• _Vos tâches_:
1. D'après l'extrait à lire, en quelle année l'AMF avait-elle introduit la notion de pré-commercialisation en France ?
2. Recopiez mot pour mot le passage de l'extrait à lire qui va de « La directive n°2019/1160 » jusqu'à « de l’Union européenne. » inclus.

• _Extrait à lire_:
★ ★ ★ ★ ★

La directive n°2019/1160 du 20 juin 2019 (la "Directive CBDF") modifiant les directives AIFM et OPCVM en ce qui concerne la distribution transfrontalière des organismes de placement collectif ("OPC") a été transposée très récemment en droit français. Le principal apport de cette directive porte sur la notion de "pré-commercialisation" de fonds d’investissement alternatifs ("FIA"), désormais officialisée et harmonisée au sein de l’Union européenne.

Les régimes de pré-commercialisation ont longtemps varié d’un État de l’Union européenne à l’autre : dans certains pays (comme la France), cette notion était reconnue, tandis que dans d’autres la notion de pré-commercialisation n’existait pas. Face à ce constat, il a été décidé, via la Directive CBDF, d’appliquer une définition et un régime harmonisés de la pré-commercialisation au sein de l’Union européenne, réalisée exclusivement auprès de clients professionnels et portant uniquement sur des FIA. La Directive CBDF a récemment été transposée en droit français. Avant la transposition de la Directive CBDF en droit français, la notion de pré-commercialisation n’était pas inconnue en France : elle avait été introduite en France par l’AMF dès 2016. L’introduction de ce nouveau régime en droit interne nous donne l’occasion de rappeler les composantes de la définition de la pré-commercialisation et de faire un point sur les exigences auxquelles les sociétés de gestion de portefeuille ( "SGP") souhaitant recourir à cette pratique ont à faire face.

★ ★ ★ ★ ★

Lignes d'un jeu de données de pointage

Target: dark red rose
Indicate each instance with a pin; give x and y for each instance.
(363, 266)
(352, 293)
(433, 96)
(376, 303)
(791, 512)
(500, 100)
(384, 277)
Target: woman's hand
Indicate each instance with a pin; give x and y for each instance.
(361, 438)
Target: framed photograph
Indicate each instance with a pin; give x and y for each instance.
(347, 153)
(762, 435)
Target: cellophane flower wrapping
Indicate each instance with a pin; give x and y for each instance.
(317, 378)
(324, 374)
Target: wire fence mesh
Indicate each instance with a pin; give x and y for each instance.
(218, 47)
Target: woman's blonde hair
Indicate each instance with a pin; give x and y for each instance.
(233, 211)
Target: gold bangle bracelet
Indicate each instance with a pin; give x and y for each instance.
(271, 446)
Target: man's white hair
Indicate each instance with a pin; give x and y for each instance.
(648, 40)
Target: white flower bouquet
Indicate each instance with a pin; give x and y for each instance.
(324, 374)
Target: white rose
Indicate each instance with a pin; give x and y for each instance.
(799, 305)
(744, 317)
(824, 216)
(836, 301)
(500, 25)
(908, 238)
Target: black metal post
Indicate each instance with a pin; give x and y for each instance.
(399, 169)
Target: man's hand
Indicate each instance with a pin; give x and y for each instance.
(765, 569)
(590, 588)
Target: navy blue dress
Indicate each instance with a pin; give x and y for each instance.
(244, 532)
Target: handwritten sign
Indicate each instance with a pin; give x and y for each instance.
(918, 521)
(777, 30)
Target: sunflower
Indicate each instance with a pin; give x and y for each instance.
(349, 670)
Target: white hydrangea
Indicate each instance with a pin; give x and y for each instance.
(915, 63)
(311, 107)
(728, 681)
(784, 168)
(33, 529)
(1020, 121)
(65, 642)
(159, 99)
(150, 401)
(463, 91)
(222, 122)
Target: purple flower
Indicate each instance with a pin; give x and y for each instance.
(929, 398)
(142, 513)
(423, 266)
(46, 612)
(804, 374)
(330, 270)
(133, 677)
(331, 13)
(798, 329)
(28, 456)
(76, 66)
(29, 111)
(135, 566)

★ ★ ★ ★ ★

• _Réponses par tâche_:
1. En 2016.

2.
La directive n°2019/1160 du 20 juin 2019 (la "Directive CBDF") modifiant les directives AIFM et OPCVM en ce qui concerne la distribution transfrontalière des organismes de placement collectif ("OPC") a été transposée très récemment en droit français. Le principal apport de cette directive porte sur la notion de "pré-commercialisation" de fonds d’investissement alternatifs ("FIA"), désormais officialisée et harmonisée au sein de l’Union européenne.